WHAT YOU NEED TO DO: Transcribe, word for word, all of the entries below, and exclude any pictures from the copy.

Spatial localization data:

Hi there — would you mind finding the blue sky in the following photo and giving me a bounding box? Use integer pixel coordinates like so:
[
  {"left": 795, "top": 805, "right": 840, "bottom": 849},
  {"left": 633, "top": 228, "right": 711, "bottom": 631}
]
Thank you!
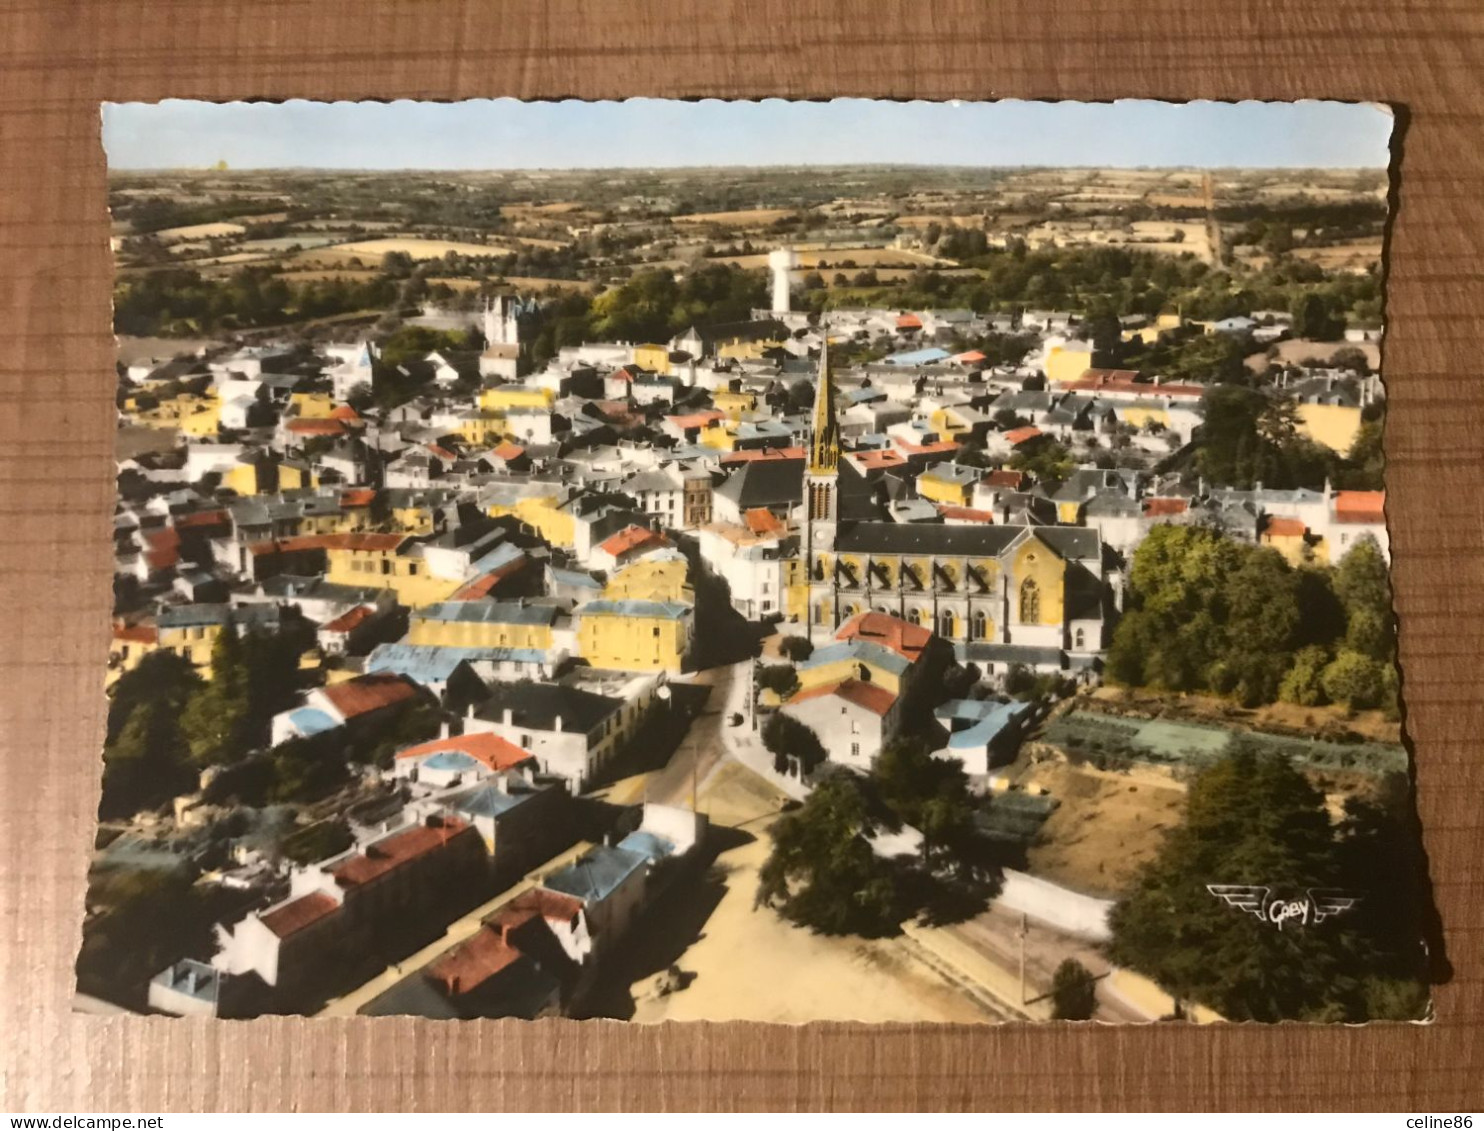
[{"left": 102, "top": 98, "right": 1393, "bottom": 171}]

ANSWER SECTION:
Hi there — would you mind finding the blue sky in the following photo and giving me a bounding box? Use integer pixel coordinates like so:
[
  {"left": 795, "top": 805, "right": 840, "bottom": 849},
  {"left": 633, "top": 228, "right": 711, "bottom": 631}
]
Thank you!
[{"left": 102, "top": 98, "right": 1393, "bottom": 171}]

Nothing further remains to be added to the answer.